* START Selected excerpt *

Under the banner of BAKSAL, Sheikh Mujibur Rahman dissolved political opposition and, in a move that sent shockwaves through the nation’s fragile civic institutions, stripped the press of its independence.
Only four newspapers–each aligned with the ruling regime–were allowed to continue publishing. Hundreds of journalists lost their jobs. Their voices were silenced. The country’s most vital democratic institution was gutted overnight.
That date, nearly five decades later, still casts a long shadow. Recently, Tarique Rahman, the acting chairman of the Bangladesh Nationalist Party (BNP), referred to June 16 as a “black day” in a speech that has reignited conversation about the enduring vulnerabilities of press freedom in Bangladesh.
He framed the events of 1975 as part of a continuing pattern instead of an isolated episode, where authoritarian tendencies, both past and present, undermine the right to dissent and the independence of journalism.
His remarks warrant serious attention, not just for their historical resonance, but for their contemporary relevance. Around the world, and in Bangladesh, freedom of expression is increasingly under siege.
Revisiting 1975 is essentially a reminder of what is at stake when democratic principles are traded for political expediency.
The fact is, the founding vision of Bangladesh was never solely about national borders. The war of 1971 was, at its core, a moral struggle–for justice, for equity, and for the right to speak without fear.
A free press was understood to be essential to that vision. In a healthy democracy, the media serves both as a mirror–reflecting the complexities of public sentiment–and as a megaphone, giving voice to critique.
George Orwell captured this well: “Freedom of the press, if it means anything at all, means the freedom to criticize and oppose.”
That freedom was extinguished under BAKSAL. And while some argue that Sheikh Mujib’s decision was driven by the chaos of a newly independent state, history teaches us that necessity is a dangerous excuse for authoritarianism.
John Stuart Mill warned against the “tyranny of the majority,” noting that suppressing dissent ultimately suppresses the very possibility of truth.
Why is upholding the free press
important?
Tarique Rahman’s speech also cast a critical light on the continuity of authoritarian tendencies from one generation to the next.
He drew a direct line between Sheikh Mujibur Rahman’s concentration of power and what he described as a more sophisticated version of the same impulse under his daughter, Prime Minister Sheikh Hasina.
This modern-day centralization, he argued, is masked by the rhetoric of electoral legitimacy and legal reform. Chief among the instruments of control are the Digital Security Act of 2018 and its updated iteration, the Cyber Security Act of 2023–laws that, in effect, codify censorship.

* END Selected excerpt *
* START Items *

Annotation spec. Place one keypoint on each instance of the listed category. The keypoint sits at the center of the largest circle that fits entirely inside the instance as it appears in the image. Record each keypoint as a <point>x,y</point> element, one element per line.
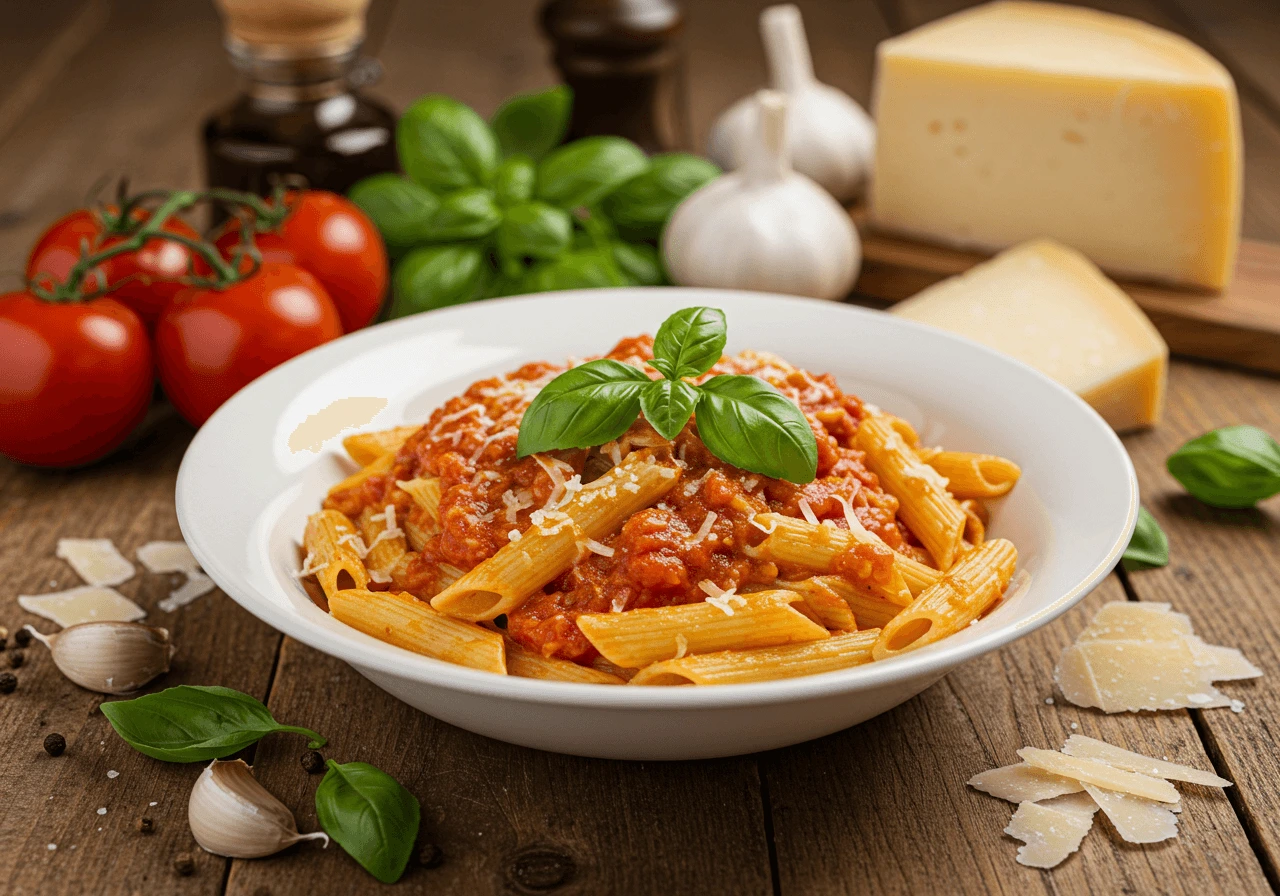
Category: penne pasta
<point>365,448</point>
<point>735,667</point>
<point>411,624</point>
<point>551,547</point>
<point>964,594</point>
<point>333,549</point>
<point>924,503</point>
<point>641,636</point>
<point>973,475</point>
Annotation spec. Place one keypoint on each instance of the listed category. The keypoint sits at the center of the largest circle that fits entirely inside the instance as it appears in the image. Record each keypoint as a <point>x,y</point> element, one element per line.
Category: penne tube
<point>973,475</point>
<point>924,503</point>
<point>411,624</point>
<point>333,552</point>
<point>549,547</point>
<point>816,547</point>
<point>964,593</point>
<point>638,638</point>
<point>734,667</point>
<point>529,664</point>
<point>365,448</point>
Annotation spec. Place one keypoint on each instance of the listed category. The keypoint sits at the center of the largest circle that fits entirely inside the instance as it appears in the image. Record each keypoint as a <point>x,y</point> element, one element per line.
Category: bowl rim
<point>366,653</point>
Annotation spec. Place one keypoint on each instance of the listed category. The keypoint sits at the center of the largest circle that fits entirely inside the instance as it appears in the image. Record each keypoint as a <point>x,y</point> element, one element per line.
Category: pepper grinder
<point>625,64</point>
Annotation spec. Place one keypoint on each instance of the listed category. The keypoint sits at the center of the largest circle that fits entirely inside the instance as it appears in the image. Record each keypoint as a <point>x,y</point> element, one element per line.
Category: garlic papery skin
<point>109,657</point>
<point>763,227</point>
<point>831,138</point>
<point>232,814</point>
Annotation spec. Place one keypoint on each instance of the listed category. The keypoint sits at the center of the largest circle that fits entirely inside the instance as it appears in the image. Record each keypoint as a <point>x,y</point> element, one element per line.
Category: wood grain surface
<point>119,87</point>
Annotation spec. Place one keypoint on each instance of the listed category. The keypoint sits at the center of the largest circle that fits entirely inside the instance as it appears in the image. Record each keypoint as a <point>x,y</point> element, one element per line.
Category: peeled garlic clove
<point>232,814</point>
<point>109,657</point>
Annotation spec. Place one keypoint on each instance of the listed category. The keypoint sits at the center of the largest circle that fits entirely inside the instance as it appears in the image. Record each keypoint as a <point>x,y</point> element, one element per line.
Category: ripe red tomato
<point>150,274</point>
<point>330,237</point>
<point>76,378</point>
<point>213,342</point>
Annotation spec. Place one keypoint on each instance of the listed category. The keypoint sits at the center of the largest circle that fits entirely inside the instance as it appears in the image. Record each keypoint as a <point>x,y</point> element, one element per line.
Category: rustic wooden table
<point>99,87</point>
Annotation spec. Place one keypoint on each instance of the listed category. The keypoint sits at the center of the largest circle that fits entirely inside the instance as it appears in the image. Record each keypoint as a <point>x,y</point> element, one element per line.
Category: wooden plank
<point>46,800</point>
<point>883,808</point>
<point>507,818</point>
<point>1224,572</point>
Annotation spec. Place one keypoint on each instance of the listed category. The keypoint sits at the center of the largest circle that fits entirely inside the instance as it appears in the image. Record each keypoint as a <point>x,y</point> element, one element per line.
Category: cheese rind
<point>1016,120</point>
<point>1050,307</point>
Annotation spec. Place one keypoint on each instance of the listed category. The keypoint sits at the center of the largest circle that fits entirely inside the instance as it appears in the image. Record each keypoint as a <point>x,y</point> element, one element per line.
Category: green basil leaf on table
<point>371,816</point>
<point>465,214</point>
<point>443,145</point>
<point>435,277</point>
<point>398,208</point>
<point>668,405</point>
<point>641,206</point>
<point>533,123</point>
<point>1232,467</point>
<point>1148,548</point>
<point>745,421</point>
<point>513,181</point>
<point>690,342</point>
<point>534,229</point>
<point>640,264</point>
<point>586,170</point>
<point>583,407</point>
<point>195,723</point>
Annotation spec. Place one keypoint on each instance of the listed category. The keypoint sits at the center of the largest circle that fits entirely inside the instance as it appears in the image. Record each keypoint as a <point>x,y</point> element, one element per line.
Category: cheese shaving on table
<point>95,560</point>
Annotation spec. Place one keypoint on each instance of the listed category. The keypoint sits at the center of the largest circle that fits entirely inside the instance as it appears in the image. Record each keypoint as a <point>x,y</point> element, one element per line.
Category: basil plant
<point>499,208</point>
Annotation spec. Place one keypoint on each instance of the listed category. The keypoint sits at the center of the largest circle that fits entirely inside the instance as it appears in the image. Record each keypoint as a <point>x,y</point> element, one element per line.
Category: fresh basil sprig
<point>370,816</point>
<point>743,420</point>
<point>195,723</point>
<point>1234,466</point>
<point>1148,548</point>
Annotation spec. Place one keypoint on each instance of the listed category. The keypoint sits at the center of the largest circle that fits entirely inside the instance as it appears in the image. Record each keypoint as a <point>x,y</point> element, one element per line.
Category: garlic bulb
<point>763,227</point>
<point>109,657</point>
<point>232,814</point>
<point>830,136</point>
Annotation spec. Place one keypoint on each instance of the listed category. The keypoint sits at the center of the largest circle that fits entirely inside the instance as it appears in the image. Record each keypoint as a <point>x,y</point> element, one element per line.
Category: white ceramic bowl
<point>243,497</point>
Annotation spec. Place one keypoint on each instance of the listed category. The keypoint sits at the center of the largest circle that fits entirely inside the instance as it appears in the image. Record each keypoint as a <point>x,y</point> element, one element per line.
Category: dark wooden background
<point>100,87</point>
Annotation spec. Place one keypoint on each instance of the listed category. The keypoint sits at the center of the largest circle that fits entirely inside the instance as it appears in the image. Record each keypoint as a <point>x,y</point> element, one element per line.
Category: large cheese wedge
<point>1018,120</point>
<point>1048,306</point>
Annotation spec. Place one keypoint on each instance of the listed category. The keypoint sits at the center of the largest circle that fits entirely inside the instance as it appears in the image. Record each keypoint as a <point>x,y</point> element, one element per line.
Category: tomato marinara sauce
<point>693,543</point>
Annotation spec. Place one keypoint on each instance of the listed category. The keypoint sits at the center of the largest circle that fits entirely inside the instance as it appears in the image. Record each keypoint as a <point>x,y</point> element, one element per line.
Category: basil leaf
<point>1234,466</point>
<point>668,405</point>
<point>370,816</point>
<point>745,421</point>
<point>465,214</point>
<point>193,723</point>
<point>1148,547</point>
<point>583,407</point>
<point>439,275</point>
<point>641,206</point>
<point>689,342</point>
<point>444,145</point>
<point>513,181</point>
<point>398,208</point>
<point>533,123</point>
<point>589,169</point>
<point>534,229</point>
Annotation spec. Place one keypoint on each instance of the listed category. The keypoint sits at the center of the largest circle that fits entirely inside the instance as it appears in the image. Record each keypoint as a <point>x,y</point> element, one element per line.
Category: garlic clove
<point>109,657</point>
<point>232,814</point>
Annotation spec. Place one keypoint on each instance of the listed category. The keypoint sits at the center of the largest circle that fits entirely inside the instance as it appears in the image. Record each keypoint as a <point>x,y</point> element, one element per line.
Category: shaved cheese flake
<point>1088,748</point>
<point>1089,771</point>
<point>95,560</point>
<point>88,603</point>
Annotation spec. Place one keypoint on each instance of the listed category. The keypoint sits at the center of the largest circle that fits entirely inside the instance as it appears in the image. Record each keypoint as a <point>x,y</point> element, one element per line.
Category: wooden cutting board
<point>1238,327</point>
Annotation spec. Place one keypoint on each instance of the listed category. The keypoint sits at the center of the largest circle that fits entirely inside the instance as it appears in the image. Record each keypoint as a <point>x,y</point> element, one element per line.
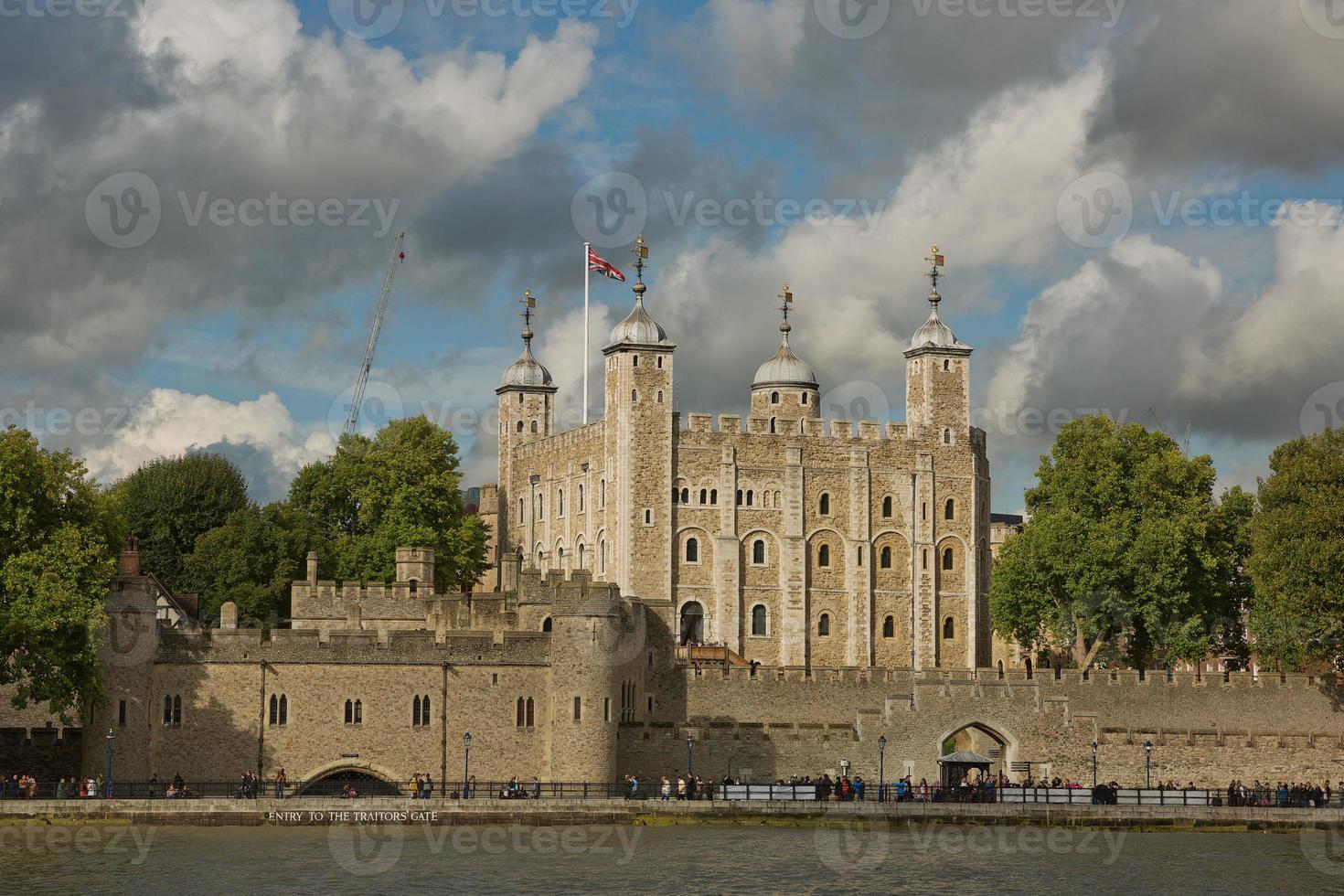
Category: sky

* END Items *

#### [Tasks to complete]
[A] Answer these questions using the text on press freedom in Bangladesh:
(i) How many newspapers were allowed to keep publishing under BAKSAL?
(ii) Which date did Tarique Rahman call a "black day"?
(iii) Which two laws does the text name as instruments of control?
[B] From the text on press freedom in Bangladesh, extract word for word the stretch from "Under the banner" through "was gutted overnight.".

#### [Expected results]
[A]
(i) Four
(ii) June 16
(iii) The Digital Security Act of 2018 and the Cyber Security Act of 2023

[B]
Under the banner of BAKSAL, Sheikh Mujibur Rahman dissolved political opposition and, in a move that sent shockwaves through the nation’s fragile civic institutions, stripped the press of its independence.
Only four newspapers–each aligned with the ruling regime–were allowed to continue publishing. Hundreds of journalists lost their jobs. Their voices were silenced. The country’s most vital democratic institution was gutted overnight.